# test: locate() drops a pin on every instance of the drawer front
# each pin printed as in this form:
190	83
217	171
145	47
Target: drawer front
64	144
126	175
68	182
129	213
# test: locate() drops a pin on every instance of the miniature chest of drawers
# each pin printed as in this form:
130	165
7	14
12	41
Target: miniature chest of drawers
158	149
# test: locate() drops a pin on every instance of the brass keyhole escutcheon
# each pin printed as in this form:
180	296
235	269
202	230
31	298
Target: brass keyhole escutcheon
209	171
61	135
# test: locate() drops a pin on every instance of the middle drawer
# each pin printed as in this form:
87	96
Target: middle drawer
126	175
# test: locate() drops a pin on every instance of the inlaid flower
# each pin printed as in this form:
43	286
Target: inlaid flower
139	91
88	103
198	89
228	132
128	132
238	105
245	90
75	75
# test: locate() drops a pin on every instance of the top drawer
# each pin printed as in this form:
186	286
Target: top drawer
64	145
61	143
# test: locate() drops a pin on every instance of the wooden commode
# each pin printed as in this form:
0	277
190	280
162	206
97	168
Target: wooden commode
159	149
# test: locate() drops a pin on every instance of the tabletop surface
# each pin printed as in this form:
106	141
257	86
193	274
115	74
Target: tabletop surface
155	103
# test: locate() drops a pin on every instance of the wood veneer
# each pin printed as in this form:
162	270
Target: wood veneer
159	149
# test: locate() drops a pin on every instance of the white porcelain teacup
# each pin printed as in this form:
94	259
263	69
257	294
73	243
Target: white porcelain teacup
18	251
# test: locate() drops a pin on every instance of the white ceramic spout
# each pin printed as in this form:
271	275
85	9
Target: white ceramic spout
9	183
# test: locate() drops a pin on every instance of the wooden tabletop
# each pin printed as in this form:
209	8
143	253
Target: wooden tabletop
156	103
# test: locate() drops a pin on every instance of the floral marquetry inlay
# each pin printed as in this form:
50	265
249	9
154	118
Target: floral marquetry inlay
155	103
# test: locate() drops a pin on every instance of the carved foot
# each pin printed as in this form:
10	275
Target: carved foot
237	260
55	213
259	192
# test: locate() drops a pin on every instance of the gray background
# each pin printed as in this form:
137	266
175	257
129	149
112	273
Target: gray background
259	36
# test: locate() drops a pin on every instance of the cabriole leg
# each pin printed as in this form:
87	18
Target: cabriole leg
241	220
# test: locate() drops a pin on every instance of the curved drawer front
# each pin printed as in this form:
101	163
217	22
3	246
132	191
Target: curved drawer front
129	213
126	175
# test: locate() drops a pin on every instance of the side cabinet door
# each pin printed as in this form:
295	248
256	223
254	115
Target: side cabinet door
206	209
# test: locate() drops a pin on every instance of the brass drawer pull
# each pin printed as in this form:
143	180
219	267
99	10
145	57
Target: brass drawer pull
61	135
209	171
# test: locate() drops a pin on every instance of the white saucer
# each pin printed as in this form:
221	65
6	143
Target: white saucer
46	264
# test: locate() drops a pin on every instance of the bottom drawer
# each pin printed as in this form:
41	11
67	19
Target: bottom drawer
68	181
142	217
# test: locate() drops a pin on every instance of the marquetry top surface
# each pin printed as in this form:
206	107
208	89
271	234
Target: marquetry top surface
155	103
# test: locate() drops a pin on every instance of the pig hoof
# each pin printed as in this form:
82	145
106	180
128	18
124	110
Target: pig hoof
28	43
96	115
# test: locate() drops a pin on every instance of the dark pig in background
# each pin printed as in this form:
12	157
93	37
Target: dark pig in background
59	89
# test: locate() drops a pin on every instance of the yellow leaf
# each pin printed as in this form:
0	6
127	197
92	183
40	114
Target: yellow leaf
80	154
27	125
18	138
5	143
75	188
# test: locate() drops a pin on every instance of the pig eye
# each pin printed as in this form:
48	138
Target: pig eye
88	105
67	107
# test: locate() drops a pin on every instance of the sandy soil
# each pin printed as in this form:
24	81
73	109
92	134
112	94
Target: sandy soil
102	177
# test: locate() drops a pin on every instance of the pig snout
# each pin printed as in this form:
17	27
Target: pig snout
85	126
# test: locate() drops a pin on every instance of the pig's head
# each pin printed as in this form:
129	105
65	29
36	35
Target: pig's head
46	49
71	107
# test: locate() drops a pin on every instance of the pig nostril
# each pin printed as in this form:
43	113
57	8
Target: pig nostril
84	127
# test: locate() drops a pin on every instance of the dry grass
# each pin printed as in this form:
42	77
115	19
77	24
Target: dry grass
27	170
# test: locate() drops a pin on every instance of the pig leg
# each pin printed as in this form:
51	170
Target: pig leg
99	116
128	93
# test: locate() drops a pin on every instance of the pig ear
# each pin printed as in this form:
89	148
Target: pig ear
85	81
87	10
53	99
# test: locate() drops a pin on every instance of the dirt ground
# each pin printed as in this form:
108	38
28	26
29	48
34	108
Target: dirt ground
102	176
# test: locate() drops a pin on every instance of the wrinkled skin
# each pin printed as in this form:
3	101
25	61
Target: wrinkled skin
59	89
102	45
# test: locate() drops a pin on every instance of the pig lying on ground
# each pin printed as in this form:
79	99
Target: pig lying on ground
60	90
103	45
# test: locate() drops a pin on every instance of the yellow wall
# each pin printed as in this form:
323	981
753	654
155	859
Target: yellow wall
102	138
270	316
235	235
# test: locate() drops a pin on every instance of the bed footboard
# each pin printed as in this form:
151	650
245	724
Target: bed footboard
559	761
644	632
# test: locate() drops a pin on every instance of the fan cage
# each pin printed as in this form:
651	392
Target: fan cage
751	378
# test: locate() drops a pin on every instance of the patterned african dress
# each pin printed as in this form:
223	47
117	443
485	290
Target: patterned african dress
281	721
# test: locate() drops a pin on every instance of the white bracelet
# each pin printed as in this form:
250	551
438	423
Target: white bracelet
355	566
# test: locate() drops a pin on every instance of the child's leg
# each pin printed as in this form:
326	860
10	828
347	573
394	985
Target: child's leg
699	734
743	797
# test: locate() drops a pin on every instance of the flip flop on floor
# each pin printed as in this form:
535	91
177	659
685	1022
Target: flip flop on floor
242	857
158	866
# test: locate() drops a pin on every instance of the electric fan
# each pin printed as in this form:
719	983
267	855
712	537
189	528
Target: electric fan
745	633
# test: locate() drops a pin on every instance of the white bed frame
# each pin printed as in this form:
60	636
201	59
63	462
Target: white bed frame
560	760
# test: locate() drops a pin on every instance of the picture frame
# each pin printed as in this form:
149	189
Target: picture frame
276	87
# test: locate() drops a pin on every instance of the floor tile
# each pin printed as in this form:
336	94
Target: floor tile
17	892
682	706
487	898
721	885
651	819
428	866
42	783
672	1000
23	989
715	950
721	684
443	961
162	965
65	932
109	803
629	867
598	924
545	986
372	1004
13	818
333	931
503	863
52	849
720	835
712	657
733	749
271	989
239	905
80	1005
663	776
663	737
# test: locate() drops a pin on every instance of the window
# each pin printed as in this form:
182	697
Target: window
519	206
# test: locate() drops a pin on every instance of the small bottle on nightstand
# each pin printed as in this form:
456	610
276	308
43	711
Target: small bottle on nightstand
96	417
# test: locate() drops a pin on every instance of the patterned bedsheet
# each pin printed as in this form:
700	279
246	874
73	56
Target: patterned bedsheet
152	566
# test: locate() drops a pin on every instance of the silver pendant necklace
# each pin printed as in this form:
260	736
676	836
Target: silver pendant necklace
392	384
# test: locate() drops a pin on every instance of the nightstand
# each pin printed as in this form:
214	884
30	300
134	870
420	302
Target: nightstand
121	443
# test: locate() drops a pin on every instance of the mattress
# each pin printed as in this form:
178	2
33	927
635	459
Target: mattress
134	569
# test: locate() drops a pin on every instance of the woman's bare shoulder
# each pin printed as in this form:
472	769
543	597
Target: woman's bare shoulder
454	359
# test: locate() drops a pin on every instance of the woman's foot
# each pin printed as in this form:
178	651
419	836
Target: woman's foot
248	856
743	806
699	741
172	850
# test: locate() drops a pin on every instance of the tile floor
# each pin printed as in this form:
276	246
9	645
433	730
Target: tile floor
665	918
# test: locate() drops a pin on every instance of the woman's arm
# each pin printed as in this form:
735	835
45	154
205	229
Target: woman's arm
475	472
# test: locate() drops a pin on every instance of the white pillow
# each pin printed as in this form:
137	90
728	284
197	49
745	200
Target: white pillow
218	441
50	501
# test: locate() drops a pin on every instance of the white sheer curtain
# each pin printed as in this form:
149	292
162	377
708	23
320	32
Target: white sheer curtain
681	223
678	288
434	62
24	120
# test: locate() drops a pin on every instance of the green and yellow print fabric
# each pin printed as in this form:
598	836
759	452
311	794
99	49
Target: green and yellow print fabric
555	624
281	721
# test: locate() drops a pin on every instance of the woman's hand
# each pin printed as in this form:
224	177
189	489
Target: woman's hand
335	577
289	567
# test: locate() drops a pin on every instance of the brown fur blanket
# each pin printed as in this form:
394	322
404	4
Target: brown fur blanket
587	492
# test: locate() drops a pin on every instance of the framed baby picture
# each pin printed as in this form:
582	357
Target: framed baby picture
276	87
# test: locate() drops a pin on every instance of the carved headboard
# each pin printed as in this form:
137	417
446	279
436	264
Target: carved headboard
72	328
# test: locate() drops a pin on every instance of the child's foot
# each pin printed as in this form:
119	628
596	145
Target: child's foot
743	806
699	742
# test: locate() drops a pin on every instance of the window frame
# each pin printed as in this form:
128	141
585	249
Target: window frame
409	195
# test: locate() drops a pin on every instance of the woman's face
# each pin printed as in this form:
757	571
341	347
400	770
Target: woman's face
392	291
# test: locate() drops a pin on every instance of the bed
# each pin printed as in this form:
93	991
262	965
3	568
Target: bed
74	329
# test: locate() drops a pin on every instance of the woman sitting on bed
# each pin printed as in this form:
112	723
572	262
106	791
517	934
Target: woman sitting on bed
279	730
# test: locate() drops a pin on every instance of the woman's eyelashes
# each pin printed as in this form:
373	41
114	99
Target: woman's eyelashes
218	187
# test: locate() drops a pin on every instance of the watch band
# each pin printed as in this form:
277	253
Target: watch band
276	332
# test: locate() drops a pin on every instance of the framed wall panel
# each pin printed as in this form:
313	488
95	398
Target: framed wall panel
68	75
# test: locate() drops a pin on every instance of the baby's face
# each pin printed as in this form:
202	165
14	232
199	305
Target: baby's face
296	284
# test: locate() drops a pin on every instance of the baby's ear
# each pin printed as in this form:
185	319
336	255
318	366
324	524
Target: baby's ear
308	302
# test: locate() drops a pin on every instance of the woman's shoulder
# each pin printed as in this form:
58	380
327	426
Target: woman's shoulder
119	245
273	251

= = = = = = =

▶ [Task] Go through the material above and output exactly the lines from the one containing "Target: white saucer" through the one containing "the pig hoof".

▶ [Written solution]
Target: white saucer
46	264
# test: locate() drops a pin on every instance of the bottom drawer
# each pin printed as in this form:
41	11
67	19
Target: bottom drawer
68	181
142	217
# test: locate() drops a pin on every instance of the marquetry top surface
# each pin printed as in this form:
206	107
208	89
271	234
Target: marquetry top surface
155	103
# test: locate() drops a pin on every instance of the pig hoof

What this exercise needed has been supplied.